Collected data entries:
[START]

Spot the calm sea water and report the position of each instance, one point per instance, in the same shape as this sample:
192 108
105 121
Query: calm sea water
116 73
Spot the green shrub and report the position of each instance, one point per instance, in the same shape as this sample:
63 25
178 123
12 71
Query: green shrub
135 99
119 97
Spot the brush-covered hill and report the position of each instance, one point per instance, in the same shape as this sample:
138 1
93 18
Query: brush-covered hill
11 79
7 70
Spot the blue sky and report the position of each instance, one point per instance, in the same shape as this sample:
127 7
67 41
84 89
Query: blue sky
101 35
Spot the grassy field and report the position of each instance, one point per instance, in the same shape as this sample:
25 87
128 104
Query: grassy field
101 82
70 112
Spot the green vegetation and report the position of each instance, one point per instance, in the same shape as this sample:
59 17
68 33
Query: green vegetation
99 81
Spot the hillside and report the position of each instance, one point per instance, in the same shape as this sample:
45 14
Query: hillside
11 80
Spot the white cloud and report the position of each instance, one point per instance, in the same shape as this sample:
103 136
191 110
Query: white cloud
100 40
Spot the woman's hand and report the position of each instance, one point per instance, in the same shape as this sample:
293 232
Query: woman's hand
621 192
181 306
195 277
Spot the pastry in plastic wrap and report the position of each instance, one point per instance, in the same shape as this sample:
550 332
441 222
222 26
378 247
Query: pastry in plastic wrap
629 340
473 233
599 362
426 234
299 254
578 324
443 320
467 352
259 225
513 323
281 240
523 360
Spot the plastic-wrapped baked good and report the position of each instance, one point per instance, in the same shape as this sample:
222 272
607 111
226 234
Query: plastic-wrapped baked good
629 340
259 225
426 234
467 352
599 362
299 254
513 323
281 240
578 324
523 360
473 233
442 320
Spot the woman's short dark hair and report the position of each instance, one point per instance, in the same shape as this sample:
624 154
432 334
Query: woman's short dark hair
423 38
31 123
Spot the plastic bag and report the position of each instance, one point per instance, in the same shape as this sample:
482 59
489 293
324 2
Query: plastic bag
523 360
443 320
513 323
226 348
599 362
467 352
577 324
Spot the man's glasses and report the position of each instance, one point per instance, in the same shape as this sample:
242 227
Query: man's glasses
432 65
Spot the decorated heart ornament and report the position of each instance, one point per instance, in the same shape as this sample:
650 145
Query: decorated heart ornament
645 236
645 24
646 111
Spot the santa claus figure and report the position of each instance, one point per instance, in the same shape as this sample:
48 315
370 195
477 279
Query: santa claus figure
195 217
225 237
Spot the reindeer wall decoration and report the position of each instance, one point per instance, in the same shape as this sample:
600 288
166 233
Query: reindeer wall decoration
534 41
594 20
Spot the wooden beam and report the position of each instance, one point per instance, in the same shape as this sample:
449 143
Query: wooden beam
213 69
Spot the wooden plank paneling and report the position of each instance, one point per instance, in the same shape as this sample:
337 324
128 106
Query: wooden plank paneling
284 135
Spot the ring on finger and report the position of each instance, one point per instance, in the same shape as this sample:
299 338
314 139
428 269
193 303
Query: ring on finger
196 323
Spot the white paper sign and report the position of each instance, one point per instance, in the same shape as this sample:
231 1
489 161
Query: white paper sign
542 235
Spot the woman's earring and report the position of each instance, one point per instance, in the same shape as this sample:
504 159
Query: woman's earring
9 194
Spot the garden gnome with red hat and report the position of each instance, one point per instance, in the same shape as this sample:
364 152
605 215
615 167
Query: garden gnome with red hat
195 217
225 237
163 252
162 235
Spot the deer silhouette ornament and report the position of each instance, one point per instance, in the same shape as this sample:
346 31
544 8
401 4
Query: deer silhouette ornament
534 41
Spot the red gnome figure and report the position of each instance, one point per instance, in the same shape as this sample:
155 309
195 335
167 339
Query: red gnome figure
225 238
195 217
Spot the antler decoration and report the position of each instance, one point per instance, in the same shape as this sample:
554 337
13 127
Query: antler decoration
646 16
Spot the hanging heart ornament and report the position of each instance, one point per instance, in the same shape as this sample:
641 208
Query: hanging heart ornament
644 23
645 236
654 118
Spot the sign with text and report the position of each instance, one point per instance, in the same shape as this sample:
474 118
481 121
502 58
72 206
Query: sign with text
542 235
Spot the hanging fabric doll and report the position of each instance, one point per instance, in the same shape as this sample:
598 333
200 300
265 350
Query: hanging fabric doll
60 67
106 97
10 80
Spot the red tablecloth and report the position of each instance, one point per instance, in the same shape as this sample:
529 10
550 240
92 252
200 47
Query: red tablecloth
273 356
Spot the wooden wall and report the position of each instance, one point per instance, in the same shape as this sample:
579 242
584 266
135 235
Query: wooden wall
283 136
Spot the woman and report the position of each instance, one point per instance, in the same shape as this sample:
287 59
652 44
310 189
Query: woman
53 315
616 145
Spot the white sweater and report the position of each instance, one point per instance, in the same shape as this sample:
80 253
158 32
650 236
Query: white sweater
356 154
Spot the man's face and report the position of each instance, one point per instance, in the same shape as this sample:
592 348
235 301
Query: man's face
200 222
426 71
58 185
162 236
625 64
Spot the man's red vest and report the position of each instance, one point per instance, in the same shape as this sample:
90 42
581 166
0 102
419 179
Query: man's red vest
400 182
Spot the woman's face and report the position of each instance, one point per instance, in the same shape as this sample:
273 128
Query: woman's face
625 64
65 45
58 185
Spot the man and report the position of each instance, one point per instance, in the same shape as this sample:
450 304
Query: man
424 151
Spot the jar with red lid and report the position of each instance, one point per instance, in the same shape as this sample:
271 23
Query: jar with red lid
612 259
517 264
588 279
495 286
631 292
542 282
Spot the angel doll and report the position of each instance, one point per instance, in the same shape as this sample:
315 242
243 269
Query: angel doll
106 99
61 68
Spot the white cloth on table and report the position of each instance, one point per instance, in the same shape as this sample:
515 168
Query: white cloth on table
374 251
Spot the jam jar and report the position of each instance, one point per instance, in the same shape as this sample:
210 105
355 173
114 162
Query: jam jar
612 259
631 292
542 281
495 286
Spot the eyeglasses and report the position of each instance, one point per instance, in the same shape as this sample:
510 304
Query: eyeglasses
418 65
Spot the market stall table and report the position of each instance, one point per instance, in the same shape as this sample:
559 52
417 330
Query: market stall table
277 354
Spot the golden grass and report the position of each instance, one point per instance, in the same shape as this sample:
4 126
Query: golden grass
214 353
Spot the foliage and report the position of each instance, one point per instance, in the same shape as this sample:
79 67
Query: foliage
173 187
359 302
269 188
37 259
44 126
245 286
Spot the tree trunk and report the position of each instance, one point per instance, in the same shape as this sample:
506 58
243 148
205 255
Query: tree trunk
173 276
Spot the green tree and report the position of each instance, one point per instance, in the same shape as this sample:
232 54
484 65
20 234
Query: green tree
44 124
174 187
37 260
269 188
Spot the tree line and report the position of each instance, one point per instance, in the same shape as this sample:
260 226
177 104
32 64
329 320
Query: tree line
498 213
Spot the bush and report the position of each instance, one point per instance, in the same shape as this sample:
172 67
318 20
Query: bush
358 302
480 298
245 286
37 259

[END]

#### What to work on
Repeat the data above, word for word.

#### Reply to the task
Spot the calm sea water and report the position of each instance, one point per instance, in the same shape as this sample:
192 108
105 121
Query: calm sea water
116 73
Spot the green shrub and report the position of each instance, one point per instance, in the same shape as this sample:
63 25
178 123
12 71
Query: green shrub
135 99
119 97
Spot the brush-covered hill and report the position of each instance, one point per instance, in the same shape as this sample:
138 1
93 18
Query: brush-covered hill
11 79
7 70
Spot the blue sky and report the position of each instance, one point per instance, in the same shape as this sample:
127 7
67 41
84 89
Query: blue sky
101 35
Spot the grassy field and report the position of each instance, one point per instance, in the same shape as this sample:
25 87
128 104
Query: grassy field
101 82
70 112
Spot the green vegetation and report the position of each instance, one point per instance, in the same shape as this sample:
59 17
68 33
Query: green vegetation
99 81
Spot the hillside and report the position of each instance, one point per instance, in the same shape as this sample:
45 14
Query: hillside
11 80
Spot the white cloud and report the position of each instance, one point per instance, in the same shape as this sample:
103 136
191 110
Query: white cloud
100 40
Spot the woman's hand and report the position of each instance, one point per instance, in the same shape as this sample:
293 232
Query: woman's hand
621 192
181 306
195 277
Spot the pastry in plastic wrap and report the position of each instance, one point per instance, in the same shape as this sample:
550 332
441 222
222 26
378 247
Query: pastry in plastic wrap
629 340
473 233
599 362
426 234
299 254
578 324
443 320
467 352
259 225
513 323
281 240
523 360
Spot the plastic-wrapped baked good and report the position of each instance, one point per instance, in the same shape as this sample:
222 272
607 111
226 234
Query: plastic-wrapped baked good
629 340
259 225
426 234
467 352
599 362
299 254
513 323
281 240
578 324
523 360
473 233
442 320
Spot the woman's short dark hair and report the position of each instance, one point per instance, in the same shape as this sample:
624 154
432 334
Query: woman's short dark hair
423 38
31 123
Spot the plastic bag and report the position of each instance, one point per instance, in the same shape as this sample:
482 59
489 293
324 2
Query: plastic bag
523 360
443 320
513 323
226 348
599 362
467 352
577 324
Spot the man's glasses and report the position of each instance, one point per instance, in the same shape as this sample:
242 227
Query: man's glasses
432 65
Spot the decorated heart ornament and report the position of each instance, one point per instance, in the same shape as this sample:
650 145
Query: decorated heart ornament
645 236
645 24
646 111
Spot the santa claus figure and report the position of each instance, one point per instance, in the same shape as this sample:
48 315
370 195
477 279
Query: santa claus figure
195 217
225 237
Spot the reindeer wall decoration and report the position of each instance, one point per instance, in the same shape as this sample:
600 288
166 233
Query: reindeer wall decoration
534 41
594 20
Spot the wooden beam and report the position of each instance, one point per instance, in the same shape as this sample:
449 143
Query: wooden beam
213 69
Spot the wooden plank paneling and report the position of each instance, one point per instance, in the same shape as this sample:
337 324
128 106
Query: wooden plank paneling
284 135
Spot the ring on finger and report the position of each instance, one point per instance, in the same shape as this sample:
299 338
314 139
428 269
193 303
Query: ring on finger
196 323
Spot the white paper sign and report the position of each instance, one point per instance, in the same shape as this sample:
231 1
489 161
Query: white paper sign
542 235
Spot the woman's earring and report the position of each instance, one point per instance, in the same shape as this sample:
504 159
Query: woman's earring
9 194
Spot the garden gnome with red hat and report the position of each instance, one point per instance, in the same shape as this sample:
364 152
605 215
615 167
Query: garden gnome with red hat
195 217
225 237
163 252
162 235
Spot the deer silhouette ornament and report the position of each instance, one point per instance, in the same shape as this sample:
346 31
544 8
401 4
Query: deer silhouette ornament
534 41
Spot the red gnome figure and report the position of each instance, one point per instance, in the same shape as this sample:
155 309
195 335
167 339
Query: red gnome figure
225 238
195 217
Spot the antler decoration and report the position of each instance, one point per instance, in the same shape as this sample:
554 337
13 127
Query: antler decoration
646 16
Spot the hanging heart ornament and report the position of each instance, one point per instance, in the same shape as this sample:
641 208
Query: hanging heart ornament
644 23
645 236
654 118
Spot the sign with text and report the position of each instance, one point per instance, in the same shape as this sample:
474 118
481 121
502 58
72 206
Query: sign with text
542 235
Spot the hanging fabric doll and report the position of each instance, one point per instance, in the same shape as this sample:
598 333
200 300
265 350
Query: hanging fabric doll
60 67
106 97
10 80
Spot the red tablecloth and report the position of each instance, one point per instance, in the same shape as this sample:
529 10
550 240
92 252
200 47
Query: red tablecloth
273 356
Spot the wooden wall and report the position of each instance, one point per instance, in the same shape as this sample:
579 242
584 266
135 235
Query: wooden wall
283 136
Spot the woman and report the position of each instance, one point per instance, in the same shape as this sample:
287 59
652 44
310 189
Query: woman
53 315
616 145
Spot the white sweater and report the position of each instance, one point per instance, in the same shape as this sample:
80 253
158 32
650 236
Query: white sweater
356 154
Spot the man's face and report the position of each instance, one point per instance, in the same shape as this sample:
592 348
235 301
Query: man's face
200 222
426 71
58 185
162 236
625 64
Spot the man's red vest and report the position of each instance, one point per instance, in the same shape as this sample:
90 42
581 166
0 102
419 179
Query: man's red vest
400 182
Spot the woman's face and report the position of each instance, one point per instance, in the same shape as this sample:
273 128
Query: woman's face
625 64
65 45
58 185
Spot the man and report the position of each instance, one point per instance, in the same shape as this sample:
450 304
Query: man
424 151
Spot the jar with red lid and report the position of each instance, one point per instance, in the same shape as this sample:
271 23
Query: jar with red lid
612 259
517 264
588 279
495 286
631 292
542 282
Spot the angel doll and report the position of each instance, one point per instance, in the same shape as this sample:
315 242
243 269
Query: angel doll
106 99
61 68
Spot the white cloth on table and report the position of each instance, one point per instance, in the same shape as this sample:
515 168
Query: white cloth on table
374 251
Spot the jam jar and report the position of each instance, one point per instance, in the same shape as this sample:
210 105
355 173
114 162
Query: jam jar
612 259
631 292
542 281
495 286
Spot the eyeglasses and report the position of each instance, one point per instance, in the same shape as this sample:
510 304
Query: eyeglasses
418 65
Spot the market stall table and report the position of each instance, one point per instance, in the same shape as this sample:
559 52
417 330
Query: market stall table
277 354
Spot the golden grass and report the position of each instance, one point per instance, in the same shape as this sample:
4 126
Query: golden grass
214 353
Spot the foliage and report the position of each instance, one point per instance, in the same shape as this sample:
79 67
Query: foliage
173 187
359 302
269 188
37 259
44 126
245 286
Spot the tree trunk and report the position of each instance, one point per instance, in the same shape as this sample:
506 58
243 148
205 255
Query: tree trunk
173 276
Spot the green tree and report the position of each instance, one point per instance, in the same shape as this sample:
232 54
484 65
20 234
Query: green tree
44 124
174 187
37 260
269 188
Spot the tree line and report the position of each instance, one point per instance, in the same shape as this sample:
260 226
177 104
32 64
329 320
Query: tree line
498 213
Spot the bush and report the position of each instance, one point per instance, in the same shape as this sample:
172 67
318 20
Query: bush
358 302
480 298
245 286
37 259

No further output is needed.